(Items in a dataset)
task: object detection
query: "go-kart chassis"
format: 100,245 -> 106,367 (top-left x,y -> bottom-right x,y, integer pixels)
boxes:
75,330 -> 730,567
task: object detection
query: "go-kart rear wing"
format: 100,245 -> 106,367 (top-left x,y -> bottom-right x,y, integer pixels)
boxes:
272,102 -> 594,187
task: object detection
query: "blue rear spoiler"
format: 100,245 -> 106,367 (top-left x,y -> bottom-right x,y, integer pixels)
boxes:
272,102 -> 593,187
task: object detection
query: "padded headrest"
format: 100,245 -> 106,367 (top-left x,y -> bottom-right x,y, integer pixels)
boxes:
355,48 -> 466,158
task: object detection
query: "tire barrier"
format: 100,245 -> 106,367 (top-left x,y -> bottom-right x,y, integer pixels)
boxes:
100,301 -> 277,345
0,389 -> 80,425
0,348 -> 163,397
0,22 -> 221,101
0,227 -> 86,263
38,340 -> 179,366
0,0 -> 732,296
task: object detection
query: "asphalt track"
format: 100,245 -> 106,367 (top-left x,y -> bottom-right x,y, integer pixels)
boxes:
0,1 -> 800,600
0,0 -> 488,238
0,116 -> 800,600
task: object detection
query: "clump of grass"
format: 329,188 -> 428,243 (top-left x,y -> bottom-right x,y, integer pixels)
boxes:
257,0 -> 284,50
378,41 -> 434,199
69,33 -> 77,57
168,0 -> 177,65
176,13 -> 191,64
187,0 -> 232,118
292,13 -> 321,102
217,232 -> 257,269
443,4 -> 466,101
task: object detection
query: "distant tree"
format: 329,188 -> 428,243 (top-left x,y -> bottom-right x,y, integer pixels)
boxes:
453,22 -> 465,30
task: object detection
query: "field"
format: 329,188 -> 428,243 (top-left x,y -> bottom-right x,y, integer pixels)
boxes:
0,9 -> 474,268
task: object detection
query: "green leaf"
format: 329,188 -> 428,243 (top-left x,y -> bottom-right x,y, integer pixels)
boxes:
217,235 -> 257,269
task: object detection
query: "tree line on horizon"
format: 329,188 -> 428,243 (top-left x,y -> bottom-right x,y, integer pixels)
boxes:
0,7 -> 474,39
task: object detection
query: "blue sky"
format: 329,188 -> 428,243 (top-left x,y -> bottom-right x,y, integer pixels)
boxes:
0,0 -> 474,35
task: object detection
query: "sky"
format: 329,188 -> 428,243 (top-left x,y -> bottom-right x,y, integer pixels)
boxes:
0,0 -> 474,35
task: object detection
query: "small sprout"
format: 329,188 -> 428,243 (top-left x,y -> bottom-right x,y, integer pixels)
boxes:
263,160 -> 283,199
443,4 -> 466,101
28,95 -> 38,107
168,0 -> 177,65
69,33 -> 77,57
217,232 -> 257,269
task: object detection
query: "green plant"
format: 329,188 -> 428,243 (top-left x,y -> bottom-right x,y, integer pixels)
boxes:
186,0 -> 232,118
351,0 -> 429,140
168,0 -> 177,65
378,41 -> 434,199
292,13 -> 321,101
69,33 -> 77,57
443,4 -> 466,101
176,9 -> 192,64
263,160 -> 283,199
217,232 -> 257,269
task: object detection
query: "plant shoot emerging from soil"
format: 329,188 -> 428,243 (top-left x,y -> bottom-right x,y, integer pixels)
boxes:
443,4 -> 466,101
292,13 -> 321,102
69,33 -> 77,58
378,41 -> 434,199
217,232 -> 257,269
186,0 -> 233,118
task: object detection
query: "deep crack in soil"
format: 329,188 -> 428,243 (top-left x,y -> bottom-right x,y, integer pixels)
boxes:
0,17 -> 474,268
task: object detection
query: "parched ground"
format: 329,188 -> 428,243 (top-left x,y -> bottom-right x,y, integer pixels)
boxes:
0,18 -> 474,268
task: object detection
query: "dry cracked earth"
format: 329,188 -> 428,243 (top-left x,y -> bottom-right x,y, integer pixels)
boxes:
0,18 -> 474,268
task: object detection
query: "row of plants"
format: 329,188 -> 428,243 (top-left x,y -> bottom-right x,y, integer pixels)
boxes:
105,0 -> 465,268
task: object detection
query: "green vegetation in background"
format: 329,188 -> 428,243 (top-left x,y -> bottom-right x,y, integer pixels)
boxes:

* [Task statement] Please pull out each line of the entries above that contains the word "rear", matching case exactly.

* [The answer]
query: "go-kart rear wing"
query: "blue rear spoiler"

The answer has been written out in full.